:: Task brief ::
Reproduce all of the data below without alteration; exclude every picture.

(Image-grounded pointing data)
━━━━━━━━━━━━━━━━━━━━

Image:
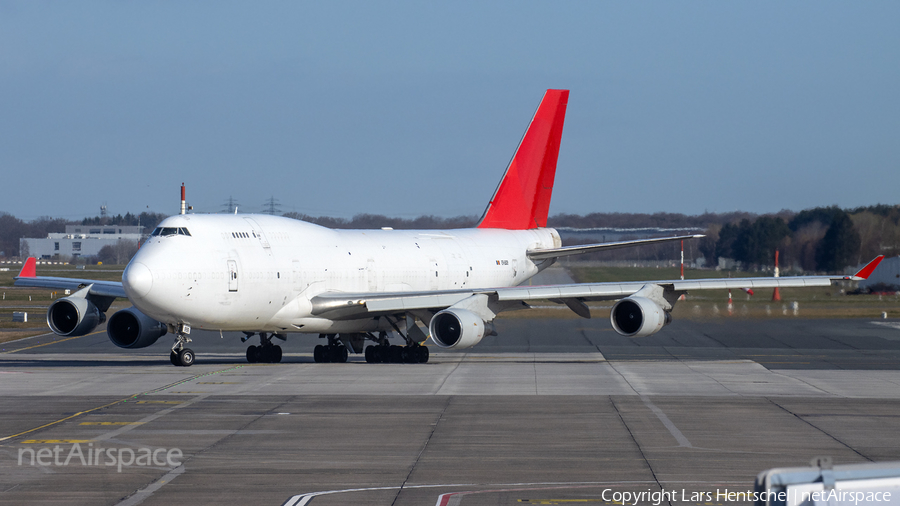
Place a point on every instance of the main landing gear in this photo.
(266, 352)
(334, 351)
(393, 354)
(180, 355)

━━━━━━━━━━━━━━━━━━━━

:: Result ::
Image:
Place a point on every instance of the main landing gear in this photo.
(266, 352)
(334, 351)
(393, 354)
(180, 355)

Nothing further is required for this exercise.